WHAT YOU NEED TO DO
Could you output the items below as a two-column CSV with the headers "instruction" and "points", one row per item? Put each item's text and its answer in a single quoted field, replacing line breaks with spaces.

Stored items

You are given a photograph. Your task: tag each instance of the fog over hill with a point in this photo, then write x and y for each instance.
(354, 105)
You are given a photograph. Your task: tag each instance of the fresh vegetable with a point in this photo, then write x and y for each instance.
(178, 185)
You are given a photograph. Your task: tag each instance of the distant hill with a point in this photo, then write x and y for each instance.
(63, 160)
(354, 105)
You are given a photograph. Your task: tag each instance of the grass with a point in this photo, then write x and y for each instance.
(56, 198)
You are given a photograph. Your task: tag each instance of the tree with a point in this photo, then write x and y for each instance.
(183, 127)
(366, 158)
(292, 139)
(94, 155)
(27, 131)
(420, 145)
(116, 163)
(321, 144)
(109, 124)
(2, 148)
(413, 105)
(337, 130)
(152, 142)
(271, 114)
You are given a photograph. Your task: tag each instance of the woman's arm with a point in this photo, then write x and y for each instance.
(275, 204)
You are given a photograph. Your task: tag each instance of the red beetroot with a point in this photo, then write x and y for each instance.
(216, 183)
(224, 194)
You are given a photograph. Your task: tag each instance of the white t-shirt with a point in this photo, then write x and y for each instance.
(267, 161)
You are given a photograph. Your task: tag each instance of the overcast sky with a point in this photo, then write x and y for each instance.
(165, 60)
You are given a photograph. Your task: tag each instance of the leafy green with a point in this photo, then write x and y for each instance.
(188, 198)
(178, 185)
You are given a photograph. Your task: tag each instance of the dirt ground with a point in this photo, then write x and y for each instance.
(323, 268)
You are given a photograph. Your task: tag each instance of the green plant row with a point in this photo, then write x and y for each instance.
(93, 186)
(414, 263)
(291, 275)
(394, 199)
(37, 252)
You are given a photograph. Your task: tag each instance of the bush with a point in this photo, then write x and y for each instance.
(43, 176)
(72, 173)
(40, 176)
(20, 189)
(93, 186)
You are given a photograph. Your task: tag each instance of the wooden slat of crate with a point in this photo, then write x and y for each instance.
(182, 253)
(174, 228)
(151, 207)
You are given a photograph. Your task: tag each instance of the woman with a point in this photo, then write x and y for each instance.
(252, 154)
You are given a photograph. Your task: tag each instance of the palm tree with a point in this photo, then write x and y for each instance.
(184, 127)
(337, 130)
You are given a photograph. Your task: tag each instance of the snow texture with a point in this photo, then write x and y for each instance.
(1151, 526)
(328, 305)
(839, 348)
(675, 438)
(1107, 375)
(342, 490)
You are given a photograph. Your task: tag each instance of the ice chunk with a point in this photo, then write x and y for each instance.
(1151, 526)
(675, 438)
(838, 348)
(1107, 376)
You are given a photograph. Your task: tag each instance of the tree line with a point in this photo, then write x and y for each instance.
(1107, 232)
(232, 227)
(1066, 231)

SOLVED EXERCISE
instruction,points
"You are given a photograph. Your task: tag each instance of the fog over hill with a point in this photo, then write x and y for each instance.","(354, 105)"
"You are given a photograph. Your task: tag each instance of the fresh vegetable with a point in this photo, then write x and y for each instance.","(178, 185)"
"You are given a photograph. Your task: tag each instance of the distant hill with a point in this photo, then write x and y for each instance.","(63, 160) (354, 105)"
"You are given a photograph. Your task: tag each instance of the grass with a point in this photo, then write x and y for each instance.","(56, 198)"
"You are given a photograph. Your task: tag each instance of the tree with a point in this photo, then write x and y for each instance.","(183, 127) (366, 158) (292, 139) (94, 155) (27, 131) (420, 145) (116, 163) (321, 144) (109, 124) (2, 148) (413, 105) (337, 130) (152, 142) (271, 114)"
"You are given a photograph. Your task: tag each instance of the woman's arm with a point in this photo, then write x and y for each instance.","(275, 204)"
"You are given a photograph. Your task: tag each instance of the red beetroot with a point in this photo, then write x and y for each instance.","(216, 183) (224, 194)"
"You are given a photograph. Your task: tag each instance of the white t-shirt with a point in this photo, then write x and y for each instance.","(267, 161)"
"You are given a photograph. Your task: tag each instance of the overcast sky with a point in this photo, then write x and y for each instance.","(165, 60)"
"You are given a photograph. Your task: tag each instance of the leafy green with a point in this photo, then write x and y for each instance.","(188, 198) (178, 185)"
"You are given a photograph. Your task: tag each instance of the dirt ground with a point in this photo, then write x and y for each instance.","(323, 268)"
"You are given a photograph. Your task: tag each instance of the green plant row with a point in this photo, then write x and y for each instance.","(93, 186) (414, 263) (291, 275) (394, 199) (37, 252)"
"You are given a photograph. Your task: tag each instance of the bush with a point in this photo, then write x and y for each instance.","(43, 176) (72, 173) (40, 176) (20, 189) (93, 186)"
"You are given a photograph. Your task: tag each instance of the wooden slat of crate with a point in this photo, then write x and y for each instance.","(182, 253) (174, 228) (151, 207)"
"You are given a photograph. Your task: tag each instance of the woman with a point in this photo, then write x and y for each instance.","(252, 154)"
"You are given a photograph. Your task: tag each instance of the palm tree with a point in this photo, then write x and y for each instance.","(184, 127) (337, 130)"
"You are given a photograph. Your task: tag each instance of the snow texture with a point in this photo, then write x and y for each instance.","(1151, 526) (328, 305) (839, 348) (675, 438) (1107, 375) (342, 490)"
"You are given a photograph. Your task: tag each instance of the ice chunk with a point in this photo, then write x and y for each instance.","(1151, 526) (675, 438) (838, 348) (1107, 376)"
"You are given a photograph. Your task: tag each instance of the tree line with a point in this photo, then write x and y for each instance.","(1107, 232) (232, 227) (1066, 231)"